Dataset entries:
☆ ☆ ☆ ☆ ☆
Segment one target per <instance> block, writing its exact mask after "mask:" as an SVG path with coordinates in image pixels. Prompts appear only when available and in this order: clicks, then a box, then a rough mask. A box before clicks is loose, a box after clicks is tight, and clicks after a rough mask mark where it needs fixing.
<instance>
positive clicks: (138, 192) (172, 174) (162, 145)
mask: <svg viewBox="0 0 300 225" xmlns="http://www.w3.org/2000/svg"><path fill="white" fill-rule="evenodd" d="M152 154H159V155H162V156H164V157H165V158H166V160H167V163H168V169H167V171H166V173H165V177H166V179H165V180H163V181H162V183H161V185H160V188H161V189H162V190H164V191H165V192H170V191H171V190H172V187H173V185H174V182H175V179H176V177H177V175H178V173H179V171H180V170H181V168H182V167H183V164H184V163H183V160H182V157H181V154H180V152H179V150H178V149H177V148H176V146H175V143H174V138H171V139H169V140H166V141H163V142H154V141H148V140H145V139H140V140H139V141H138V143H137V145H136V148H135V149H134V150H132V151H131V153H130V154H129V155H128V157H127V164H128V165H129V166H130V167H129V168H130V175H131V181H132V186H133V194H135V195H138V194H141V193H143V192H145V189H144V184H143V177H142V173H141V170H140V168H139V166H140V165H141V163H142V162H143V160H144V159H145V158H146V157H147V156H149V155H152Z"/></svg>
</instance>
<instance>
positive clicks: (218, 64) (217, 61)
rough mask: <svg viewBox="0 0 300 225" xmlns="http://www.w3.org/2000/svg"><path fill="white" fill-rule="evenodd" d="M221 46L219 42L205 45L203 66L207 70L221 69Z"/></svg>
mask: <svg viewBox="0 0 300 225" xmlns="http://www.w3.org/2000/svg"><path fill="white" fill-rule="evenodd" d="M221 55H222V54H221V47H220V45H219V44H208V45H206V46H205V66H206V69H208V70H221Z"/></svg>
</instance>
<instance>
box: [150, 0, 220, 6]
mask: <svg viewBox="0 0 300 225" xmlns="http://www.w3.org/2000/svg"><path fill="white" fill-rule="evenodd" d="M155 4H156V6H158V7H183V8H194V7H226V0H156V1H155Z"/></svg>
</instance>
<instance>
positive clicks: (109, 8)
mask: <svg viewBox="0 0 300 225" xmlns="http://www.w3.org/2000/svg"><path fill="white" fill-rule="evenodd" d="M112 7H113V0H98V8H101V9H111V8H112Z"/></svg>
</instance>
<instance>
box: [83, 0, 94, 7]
☆ ☆ ☆ ☆ ☆
#### Exercise brief:
Update the lines starting at the beginning of the items and ending at the line that contains "positive clicks: (138, 192)", replacing "positive" with "foreground" and leaving everything else unchanged. Return only those lines.

#### Exercise output:
Segment one target per <instance> block, writing its exact mask after "mask:" as an SVG path with coordinates in image pixels. Prompts appear only when available and in this order: clicks, then a box, then a rough mask. A box before clicks is loose, a box after clicks is tight, and clicks after a rough mask mark where it needs fixing.
<instance>
foreground clicks: (138, 192) (172, 174) (162, 145)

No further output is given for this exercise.